__PROVIDED PASSAGE__:
++++
In the arms of every parent who waited on the long line outside the clinic in Mexico was a child born with a facial deformity, usually a cleft lip or palate. Many of these mothers and fathers had walked long distances, carrying their child. Some families included grandparents, aunts and uncles, and others, just a mother, and her baby. Most of these families had arrived the day before. All hoped their child would be scheduled for surgery and restored to a normal appearance.
The third patient in line was different: an older man, all alone, with a blue bandana covering his mouth and nose. No wife, no parents, and no child. When he entered the examination area, he turned his face to the wall and removed his bandana. He put his hand over his mouth and kept it there the entire time, except for the few moments when we inspected and measured his cleft to determine the best operative plan.
++++
__DESCRIPTION OF THE TASK__:
Duplicate the part of the clinic passage between "In the arms" and "a normal appearance.", inclusive.
++++
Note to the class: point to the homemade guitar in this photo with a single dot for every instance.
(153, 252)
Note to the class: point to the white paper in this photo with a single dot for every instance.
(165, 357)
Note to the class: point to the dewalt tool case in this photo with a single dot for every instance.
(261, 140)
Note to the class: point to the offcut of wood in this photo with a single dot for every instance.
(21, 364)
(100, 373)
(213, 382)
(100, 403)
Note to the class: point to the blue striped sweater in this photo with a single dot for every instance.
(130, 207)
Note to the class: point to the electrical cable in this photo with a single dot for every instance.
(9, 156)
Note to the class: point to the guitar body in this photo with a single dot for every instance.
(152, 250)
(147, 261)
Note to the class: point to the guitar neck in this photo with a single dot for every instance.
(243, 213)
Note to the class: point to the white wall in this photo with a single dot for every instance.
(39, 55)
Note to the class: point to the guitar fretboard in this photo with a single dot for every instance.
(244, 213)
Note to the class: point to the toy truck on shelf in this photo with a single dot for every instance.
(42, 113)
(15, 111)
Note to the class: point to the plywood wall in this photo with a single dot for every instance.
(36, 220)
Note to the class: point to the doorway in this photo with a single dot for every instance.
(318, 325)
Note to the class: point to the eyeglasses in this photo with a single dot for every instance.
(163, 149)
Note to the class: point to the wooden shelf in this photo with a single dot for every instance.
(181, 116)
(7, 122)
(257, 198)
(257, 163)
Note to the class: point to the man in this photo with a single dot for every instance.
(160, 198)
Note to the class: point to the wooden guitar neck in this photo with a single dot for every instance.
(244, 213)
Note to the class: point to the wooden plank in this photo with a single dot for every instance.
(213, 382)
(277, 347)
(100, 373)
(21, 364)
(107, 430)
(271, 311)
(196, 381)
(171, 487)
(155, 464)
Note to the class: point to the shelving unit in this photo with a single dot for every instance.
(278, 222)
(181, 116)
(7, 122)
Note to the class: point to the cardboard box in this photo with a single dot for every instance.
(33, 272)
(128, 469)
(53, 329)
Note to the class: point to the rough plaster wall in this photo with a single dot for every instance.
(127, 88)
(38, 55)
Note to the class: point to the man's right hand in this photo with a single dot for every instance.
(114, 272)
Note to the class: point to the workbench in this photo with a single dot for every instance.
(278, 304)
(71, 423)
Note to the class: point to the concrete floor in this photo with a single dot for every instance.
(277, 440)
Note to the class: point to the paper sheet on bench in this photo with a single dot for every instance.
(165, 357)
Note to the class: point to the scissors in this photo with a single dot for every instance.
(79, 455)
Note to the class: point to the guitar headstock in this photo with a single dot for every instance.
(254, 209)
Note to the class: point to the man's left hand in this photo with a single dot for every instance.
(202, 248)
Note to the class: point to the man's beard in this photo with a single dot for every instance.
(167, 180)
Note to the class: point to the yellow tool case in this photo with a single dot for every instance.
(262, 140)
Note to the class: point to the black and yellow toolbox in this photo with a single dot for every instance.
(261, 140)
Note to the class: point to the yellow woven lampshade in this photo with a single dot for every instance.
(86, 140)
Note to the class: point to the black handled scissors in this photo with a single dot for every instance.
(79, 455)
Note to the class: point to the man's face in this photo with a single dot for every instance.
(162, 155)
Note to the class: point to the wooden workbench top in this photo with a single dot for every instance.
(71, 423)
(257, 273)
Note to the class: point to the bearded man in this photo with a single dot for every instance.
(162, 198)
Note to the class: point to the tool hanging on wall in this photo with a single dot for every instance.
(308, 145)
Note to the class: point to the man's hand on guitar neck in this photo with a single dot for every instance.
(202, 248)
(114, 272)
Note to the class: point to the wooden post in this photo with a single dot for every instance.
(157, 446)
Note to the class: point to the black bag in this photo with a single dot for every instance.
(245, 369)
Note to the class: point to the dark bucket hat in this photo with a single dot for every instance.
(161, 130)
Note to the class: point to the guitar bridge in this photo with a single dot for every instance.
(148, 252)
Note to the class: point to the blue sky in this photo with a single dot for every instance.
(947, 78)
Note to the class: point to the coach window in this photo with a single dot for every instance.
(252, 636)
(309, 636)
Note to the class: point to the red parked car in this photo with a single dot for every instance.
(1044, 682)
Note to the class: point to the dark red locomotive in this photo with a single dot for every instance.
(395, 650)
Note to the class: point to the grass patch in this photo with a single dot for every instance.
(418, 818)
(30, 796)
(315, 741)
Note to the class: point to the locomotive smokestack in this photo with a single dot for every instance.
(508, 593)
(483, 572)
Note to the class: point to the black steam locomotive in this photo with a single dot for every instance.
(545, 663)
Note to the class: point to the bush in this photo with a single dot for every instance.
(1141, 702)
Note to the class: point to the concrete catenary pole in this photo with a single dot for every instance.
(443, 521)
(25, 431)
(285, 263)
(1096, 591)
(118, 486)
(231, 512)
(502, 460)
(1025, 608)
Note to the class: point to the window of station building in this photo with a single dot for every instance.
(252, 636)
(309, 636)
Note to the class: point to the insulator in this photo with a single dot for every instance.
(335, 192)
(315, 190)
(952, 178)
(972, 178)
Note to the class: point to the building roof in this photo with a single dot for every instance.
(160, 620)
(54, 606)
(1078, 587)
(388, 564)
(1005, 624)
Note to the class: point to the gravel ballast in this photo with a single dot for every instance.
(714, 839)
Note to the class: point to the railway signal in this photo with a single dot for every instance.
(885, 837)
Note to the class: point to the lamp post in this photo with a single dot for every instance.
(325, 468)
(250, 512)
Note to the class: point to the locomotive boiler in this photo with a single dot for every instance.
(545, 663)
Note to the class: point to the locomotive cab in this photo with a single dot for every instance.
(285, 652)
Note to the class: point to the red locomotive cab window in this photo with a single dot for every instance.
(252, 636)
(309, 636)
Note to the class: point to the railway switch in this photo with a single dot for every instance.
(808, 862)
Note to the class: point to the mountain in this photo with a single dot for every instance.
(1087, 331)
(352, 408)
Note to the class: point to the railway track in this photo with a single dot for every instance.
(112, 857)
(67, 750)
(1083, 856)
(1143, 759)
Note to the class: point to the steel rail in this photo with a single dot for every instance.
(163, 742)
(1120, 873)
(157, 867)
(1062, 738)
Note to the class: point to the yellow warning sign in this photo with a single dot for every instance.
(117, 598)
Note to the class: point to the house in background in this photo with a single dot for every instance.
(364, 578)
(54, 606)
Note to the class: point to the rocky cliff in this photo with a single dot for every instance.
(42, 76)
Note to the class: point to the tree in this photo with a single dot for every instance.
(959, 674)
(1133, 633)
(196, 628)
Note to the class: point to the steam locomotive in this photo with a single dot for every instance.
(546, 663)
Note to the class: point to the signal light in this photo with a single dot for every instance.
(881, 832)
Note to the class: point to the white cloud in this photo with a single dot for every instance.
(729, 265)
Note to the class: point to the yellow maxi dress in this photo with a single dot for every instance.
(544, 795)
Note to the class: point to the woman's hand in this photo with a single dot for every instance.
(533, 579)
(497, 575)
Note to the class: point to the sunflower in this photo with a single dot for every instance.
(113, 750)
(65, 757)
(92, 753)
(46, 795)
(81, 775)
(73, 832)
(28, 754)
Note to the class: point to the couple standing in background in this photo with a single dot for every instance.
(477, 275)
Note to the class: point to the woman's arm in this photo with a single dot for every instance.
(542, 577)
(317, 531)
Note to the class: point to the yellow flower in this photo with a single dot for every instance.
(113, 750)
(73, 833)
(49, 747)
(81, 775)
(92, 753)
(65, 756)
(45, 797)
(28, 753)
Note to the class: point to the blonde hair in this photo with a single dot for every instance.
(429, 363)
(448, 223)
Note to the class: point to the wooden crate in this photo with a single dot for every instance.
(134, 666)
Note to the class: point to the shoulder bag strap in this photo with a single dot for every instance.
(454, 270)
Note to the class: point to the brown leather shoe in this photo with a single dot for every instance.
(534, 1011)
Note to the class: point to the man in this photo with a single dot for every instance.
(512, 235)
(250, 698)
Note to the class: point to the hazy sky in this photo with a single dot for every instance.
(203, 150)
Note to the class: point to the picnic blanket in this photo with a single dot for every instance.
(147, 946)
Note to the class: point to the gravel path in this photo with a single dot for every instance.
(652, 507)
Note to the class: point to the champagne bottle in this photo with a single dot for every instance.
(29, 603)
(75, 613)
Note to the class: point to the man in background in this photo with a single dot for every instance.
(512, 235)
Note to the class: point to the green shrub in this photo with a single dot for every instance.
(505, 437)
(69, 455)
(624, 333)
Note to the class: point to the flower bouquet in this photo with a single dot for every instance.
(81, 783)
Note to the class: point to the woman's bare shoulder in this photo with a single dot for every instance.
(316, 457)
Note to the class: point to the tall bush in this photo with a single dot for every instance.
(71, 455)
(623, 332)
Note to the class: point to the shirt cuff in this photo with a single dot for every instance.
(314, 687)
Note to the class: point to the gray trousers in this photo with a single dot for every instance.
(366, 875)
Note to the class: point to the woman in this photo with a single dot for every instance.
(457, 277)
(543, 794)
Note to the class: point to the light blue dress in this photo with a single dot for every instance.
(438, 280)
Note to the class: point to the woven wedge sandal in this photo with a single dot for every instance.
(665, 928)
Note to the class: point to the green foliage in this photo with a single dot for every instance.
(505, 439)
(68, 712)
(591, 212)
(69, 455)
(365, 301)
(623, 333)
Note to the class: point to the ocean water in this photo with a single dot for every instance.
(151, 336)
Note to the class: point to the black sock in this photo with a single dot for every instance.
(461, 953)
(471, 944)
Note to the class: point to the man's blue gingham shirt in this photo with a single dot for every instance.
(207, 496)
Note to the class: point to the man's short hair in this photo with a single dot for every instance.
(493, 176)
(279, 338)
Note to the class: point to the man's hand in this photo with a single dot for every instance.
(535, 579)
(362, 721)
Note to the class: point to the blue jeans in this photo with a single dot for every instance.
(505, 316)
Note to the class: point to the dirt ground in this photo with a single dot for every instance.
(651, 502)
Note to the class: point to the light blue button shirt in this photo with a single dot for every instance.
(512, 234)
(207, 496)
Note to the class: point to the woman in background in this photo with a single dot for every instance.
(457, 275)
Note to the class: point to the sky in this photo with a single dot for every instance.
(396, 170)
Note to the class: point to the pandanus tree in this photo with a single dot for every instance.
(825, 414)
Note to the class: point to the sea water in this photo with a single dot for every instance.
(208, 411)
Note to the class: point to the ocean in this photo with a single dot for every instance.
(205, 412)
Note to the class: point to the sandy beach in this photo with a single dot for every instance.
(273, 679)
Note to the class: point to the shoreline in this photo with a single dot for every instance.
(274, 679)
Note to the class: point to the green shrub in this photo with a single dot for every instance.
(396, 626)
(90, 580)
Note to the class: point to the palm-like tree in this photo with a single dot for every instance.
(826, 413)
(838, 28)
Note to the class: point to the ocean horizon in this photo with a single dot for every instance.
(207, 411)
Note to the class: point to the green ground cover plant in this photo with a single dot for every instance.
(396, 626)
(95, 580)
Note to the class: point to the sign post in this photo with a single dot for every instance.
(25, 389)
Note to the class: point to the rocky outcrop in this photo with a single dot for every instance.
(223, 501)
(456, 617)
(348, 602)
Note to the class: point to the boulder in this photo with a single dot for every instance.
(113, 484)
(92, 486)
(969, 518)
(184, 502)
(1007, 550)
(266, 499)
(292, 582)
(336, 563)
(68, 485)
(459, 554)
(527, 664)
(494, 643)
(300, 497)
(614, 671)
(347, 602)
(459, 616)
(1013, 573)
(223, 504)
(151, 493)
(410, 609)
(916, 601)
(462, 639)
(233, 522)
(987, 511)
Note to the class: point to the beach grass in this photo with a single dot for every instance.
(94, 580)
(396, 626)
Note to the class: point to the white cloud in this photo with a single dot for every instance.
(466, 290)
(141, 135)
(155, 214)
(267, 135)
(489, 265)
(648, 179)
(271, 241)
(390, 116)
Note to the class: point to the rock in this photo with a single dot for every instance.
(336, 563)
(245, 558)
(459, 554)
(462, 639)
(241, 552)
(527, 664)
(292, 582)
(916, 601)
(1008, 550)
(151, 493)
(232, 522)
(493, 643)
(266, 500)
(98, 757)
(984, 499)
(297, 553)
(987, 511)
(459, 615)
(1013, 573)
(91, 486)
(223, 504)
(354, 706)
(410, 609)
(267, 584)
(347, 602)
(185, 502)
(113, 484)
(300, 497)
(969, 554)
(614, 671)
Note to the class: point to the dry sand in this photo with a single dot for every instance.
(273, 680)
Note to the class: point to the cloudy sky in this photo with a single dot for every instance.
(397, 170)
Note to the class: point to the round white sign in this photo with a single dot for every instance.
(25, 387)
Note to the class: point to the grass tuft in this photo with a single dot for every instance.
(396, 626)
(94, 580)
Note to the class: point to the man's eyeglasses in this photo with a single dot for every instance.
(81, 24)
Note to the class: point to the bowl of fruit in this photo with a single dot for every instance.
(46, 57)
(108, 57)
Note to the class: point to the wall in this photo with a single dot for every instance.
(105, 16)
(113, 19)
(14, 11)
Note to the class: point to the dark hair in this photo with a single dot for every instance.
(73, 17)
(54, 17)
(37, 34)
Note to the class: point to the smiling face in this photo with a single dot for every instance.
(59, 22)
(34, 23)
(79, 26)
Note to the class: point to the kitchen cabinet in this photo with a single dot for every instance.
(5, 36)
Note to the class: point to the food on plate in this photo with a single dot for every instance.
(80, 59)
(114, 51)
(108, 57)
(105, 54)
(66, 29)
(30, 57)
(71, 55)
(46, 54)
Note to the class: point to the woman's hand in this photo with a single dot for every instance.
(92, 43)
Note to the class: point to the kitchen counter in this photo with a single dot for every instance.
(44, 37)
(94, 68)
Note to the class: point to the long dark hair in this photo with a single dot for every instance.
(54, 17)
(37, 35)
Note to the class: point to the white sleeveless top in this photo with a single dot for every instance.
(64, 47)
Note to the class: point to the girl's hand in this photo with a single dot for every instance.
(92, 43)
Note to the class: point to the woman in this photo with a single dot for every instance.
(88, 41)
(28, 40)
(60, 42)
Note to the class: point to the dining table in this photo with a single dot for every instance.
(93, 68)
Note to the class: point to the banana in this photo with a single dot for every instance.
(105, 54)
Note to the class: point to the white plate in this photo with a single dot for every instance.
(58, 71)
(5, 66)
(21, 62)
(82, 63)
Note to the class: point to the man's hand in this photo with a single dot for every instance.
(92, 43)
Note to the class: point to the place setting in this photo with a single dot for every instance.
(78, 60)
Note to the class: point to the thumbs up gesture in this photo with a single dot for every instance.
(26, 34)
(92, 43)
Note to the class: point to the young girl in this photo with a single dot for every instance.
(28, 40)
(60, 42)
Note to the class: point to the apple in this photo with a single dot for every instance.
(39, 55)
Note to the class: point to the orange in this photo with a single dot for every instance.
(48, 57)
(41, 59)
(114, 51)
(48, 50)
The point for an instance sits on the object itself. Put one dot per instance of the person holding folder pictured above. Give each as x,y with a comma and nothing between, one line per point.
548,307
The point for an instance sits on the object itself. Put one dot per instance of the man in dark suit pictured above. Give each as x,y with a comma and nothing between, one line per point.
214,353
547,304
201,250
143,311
++++
__TASK RESULT__:
In the arms of every parent who waited on the long line outside the clinic in Mexico was a child born with a facial deformity, usually a cleft lip or palate. Many of these mothers and fathers had walked long distances, carrying their child. Some families included grandparents, aunts and uncles, and others, just a mother, and her baby. Most of these families had arrived the day before. All hoped their child would be scheduled for surgery and restored to a normal appearance.